Document:
# # # # # # #

La lutte contre les inégalités sociales et écologiques forme un seul et même combat. Mais nous ne pouvons-nous satisfaire de la seule résistance au système capitaliste. Les luttes contre la privatisation des services publics, les plans de licenciements et les délocalisations sont décisives mais elles doivent se traduire par des propositions de rupture avec le mode de développement, de production et de consommation, fondé sur le productivisme. Le vieux dogme de la croissance pour la croissance comme seul horizon à la lutte du mouvement social est en crise. Le syndicalisme tout en privilégiant la défense des intérêts immédiats des salarié·e·s ne peut faire l’impasse sur les conséquences des dégâts du productivisme et de la fin programmée des ressources naturelles et des biens communs.
Seule une rupture écologique avec l’économie et la société de marché permettra d’avancer, de combattre efficacement le chômage et d’améliorer les conditions de vie et de travail. Nous ne protégerons pas les travailleuses et les travailleurs si l’économie tout entière n’est pas réorientée vers un autre mode de production fondé sur une décroissance choisie, sur un système de transport et un aménagement du territoire basé sur la démétropolisation, une agroécologie qui rompt avec l’industrie agro-alimentaire, sur une industrie non polluante et utile socialement.

# # # # # # #

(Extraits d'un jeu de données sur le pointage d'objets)
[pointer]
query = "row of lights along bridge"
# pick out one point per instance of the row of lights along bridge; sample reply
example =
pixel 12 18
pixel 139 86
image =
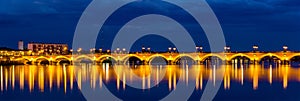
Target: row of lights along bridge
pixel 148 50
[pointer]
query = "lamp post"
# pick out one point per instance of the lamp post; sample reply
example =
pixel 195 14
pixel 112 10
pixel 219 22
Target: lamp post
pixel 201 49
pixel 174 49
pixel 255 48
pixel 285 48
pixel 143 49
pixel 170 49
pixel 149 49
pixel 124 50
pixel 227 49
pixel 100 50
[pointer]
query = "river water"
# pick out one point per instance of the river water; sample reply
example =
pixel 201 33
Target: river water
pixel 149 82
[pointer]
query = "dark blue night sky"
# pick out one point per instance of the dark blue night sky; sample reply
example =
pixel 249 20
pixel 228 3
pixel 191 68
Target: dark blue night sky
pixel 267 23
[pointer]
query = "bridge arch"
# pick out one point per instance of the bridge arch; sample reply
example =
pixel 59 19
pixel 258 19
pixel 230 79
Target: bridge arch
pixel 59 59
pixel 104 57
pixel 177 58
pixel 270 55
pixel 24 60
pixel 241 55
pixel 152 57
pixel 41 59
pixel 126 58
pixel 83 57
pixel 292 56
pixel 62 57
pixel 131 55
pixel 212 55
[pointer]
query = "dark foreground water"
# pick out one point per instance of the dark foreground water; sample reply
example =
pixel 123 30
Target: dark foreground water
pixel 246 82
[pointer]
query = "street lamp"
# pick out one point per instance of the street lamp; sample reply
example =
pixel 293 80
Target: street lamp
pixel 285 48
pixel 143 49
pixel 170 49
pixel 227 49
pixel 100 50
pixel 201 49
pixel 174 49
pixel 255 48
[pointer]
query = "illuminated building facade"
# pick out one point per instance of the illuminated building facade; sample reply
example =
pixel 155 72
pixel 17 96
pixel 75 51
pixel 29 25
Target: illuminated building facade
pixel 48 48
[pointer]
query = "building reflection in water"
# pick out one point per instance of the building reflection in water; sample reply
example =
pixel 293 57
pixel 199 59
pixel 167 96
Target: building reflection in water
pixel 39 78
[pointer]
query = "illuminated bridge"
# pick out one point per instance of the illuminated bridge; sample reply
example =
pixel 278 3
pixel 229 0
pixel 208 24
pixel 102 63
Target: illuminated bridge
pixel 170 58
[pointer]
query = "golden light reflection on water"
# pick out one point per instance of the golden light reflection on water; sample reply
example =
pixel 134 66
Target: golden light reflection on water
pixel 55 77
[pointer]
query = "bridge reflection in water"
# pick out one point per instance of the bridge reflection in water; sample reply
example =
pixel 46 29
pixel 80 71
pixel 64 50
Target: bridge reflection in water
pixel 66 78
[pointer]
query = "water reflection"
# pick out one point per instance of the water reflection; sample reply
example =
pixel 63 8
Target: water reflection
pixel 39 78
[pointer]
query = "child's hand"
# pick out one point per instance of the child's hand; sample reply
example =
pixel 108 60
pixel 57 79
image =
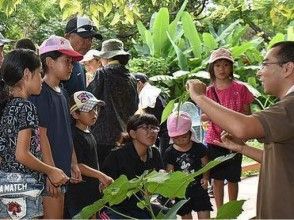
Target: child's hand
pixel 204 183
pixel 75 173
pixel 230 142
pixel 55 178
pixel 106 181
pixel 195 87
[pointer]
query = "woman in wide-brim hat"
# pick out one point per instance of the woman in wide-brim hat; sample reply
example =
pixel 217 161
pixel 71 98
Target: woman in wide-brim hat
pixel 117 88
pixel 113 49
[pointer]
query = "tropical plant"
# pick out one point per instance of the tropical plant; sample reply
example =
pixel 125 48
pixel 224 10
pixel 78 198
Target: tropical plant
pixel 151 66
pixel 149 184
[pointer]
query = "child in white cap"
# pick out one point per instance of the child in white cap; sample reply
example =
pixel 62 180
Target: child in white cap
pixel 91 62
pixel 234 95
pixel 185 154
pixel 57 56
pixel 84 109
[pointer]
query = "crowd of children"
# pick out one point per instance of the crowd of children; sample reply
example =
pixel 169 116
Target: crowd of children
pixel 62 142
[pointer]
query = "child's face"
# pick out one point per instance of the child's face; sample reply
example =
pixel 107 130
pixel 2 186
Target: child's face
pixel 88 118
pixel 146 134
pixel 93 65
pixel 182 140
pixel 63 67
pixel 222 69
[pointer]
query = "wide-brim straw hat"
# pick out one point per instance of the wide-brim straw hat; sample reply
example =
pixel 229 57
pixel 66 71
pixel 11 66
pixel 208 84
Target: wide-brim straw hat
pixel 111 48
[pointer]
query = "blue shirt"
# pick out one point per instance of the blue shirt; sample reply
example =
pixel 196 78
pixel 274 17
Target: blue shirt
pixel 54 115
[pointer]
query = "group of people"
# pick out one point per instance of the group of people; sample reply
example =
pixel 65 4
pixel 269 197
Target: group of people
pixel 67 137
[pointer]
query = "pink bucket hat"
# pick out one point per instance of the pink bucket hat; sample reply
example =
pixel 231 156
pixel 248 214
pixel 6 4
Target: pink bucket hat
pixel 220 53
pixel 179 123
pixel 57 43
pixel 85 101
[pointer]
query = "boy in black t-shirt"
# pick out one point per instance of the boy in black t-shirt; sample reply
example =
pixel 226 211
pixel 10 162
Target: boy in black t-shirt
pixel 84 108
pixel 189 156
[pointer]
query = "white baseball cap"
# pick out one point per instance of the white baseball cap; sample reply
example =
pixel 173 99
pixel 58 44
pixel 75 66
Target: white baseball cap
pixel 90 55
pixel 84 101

# # # # # # #

Consigne:
Dans le texte sur le syndicalisme et l'écologie, recopiez mot pour mot tout ce qui va de "Seule une rupture" jusqu'à "et utile socialement.".

Résultat de l'exercice:
Seule une rupture écologique avec l’économie et la société de marché permettra d’avancer, de combattre efficacement le chômage et d’améliorer les conditions de vie et de travail. Nous ne protégerons pas les travailleuses et les travailleurs si l’économie tout entière n’est pas réorientée vers un autre mode de production fondé sur une décroissance choisie, sur un système de transport et un aménagement du territoire basé sur la démétropolisation, une agroécologie qui rompt avec l’industrie agro-alimentaire, sur une industrie non polluante et utile socialement.